- [QUOTED TEXT]:
How a computer understands the difference between a binary for a decimal and same binary for a character?


I will ask the question by example.

If I type 33 on my keyboard, it is converted to 100001 for the processor of computer. If I type ! (exclamation mark) on my keyboard, its again converted to 33 and hence converted to 100001

My question is: How a computer understands that first 100001 was for 33 and second 100001 was for exclamation mark. How it is differed internally?

How same binary representation is shown on output screen as 2 different outputs in terms of 33 and ! mark?


Solution

  • Let's imagine an application (like in your example) that has two input fields. One input field is meant to contain a number between 0 and 255 (inclusive) and the other is meant to hold a single character (let's say as defined in ASCII, so it can be in the range of 0 to 127).

    When you indicate that you're done entering data in one of those fields (be it by pressing enter or pushing some button on-screen) then the program will take the input text and parse it into the desired format.

    So for the first input field, it will calculate the result (let's say you entered 33, so the result is the number 33) and it'll store it in some memory location X. The byte at memory location X is now 33.

    For the second input field, there's no conversion necessary, it simply takes the first (and/or only) character of the input and transfers it to a memory location Y. Assuming you've entered ! the byte at memory location Y is now also 33.

    If you looked at the memory at the locations X and Y and had no further information, you wouldn't know what the 33 in each case represents: it's just a number, it has no "flag" or meta-data that tells you how to interpret it.

    But the program that wrote them there knows: It knows that the value at memory location X is to be interpreted as a number and the value at memory location Y is to be interpreted as a character. That's written in the structure or the code itself.

    In theory one could have some kind of tagged storage where together with any given piece of information you also have some meta-data that explains what that information is.

    Many OO-systems actually implement this in a way: when data of an object is stored in memory, it often * contains a header that describes the type of the object. For example in OpenJDK the object header will contain a reference to the class of the object. In this case (if you are able to interpret the header) you can tell how each part of the following memory region is to be interpreted, by looking at the class description.

    * but not always, OO systems without runtime type information exist.

- [TASK STATEMENT]:
Please answer from the text above on binary values: in OpenJDK, what does the object header contain?

- [MATERIAL PROVIDED]:
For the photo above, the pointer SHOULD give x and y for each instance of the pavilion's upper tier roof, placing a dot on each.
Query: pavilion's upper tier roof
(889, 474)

- [REPLY TO THE TASK]:
A reference to the class of the object.